Point-per-instance localization data
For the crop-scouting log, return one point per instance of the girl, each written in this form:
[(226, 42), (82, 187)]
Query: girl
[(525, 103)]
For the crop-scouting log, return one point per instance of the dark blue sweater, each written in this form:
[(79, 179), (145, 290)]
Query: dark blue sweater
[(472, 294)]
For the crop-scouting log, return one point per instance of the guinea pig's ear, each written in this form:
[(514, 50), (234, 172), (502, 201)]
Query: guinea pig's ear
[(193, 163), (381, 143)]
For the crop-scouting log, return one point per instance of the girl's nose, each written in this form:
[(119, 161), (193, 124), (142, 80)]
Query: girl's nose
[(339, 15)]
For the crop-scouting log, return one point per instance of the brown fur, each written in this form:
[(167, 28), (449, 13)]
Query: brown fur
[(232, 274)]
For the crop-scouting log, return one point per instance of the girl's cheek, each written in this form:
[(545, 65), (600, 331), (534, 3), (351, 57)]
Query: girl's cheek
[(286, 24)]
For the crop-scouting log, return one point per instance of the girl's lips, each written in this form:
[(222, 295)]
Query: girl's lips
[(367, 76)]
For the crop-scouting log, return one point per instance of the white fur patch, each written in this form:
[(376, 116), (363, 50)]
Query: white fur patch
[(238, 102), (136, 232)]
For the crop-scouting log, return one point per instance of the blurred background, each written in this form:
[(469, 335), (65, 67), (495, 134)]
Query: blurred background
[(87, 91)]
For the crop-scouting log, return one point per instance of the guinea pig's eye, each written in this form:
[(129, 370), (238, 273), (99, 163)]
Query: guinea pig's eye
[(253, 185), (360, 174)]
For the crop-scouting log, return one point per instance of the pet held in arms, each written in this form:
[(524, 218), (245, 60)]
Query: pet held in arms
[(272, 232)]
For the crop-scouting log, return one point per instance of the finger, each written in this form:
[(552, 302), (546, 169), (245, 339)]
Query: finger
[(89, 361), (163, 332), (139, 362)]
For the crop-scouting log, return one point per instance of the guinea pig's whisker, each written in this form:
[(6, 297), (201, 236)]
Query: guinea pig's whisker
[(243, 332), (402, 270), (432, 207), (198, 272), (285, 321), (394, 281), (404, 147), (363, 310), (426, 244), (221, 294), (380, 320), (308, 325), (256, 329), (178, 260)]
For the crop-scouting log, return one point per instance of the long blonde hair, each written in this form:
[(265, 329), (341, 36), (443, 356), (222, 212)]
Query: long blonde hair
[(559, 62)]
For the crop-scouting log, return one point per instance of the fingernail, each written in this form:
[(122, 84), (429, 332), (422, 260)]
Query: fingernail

• Exercise directions
Filter the records above, keeping each line that contains the word "fingernail".

• Problem solution
For the crop-scouting log, return one point per instance of the fingernail, each written in this form:
Query: fingernail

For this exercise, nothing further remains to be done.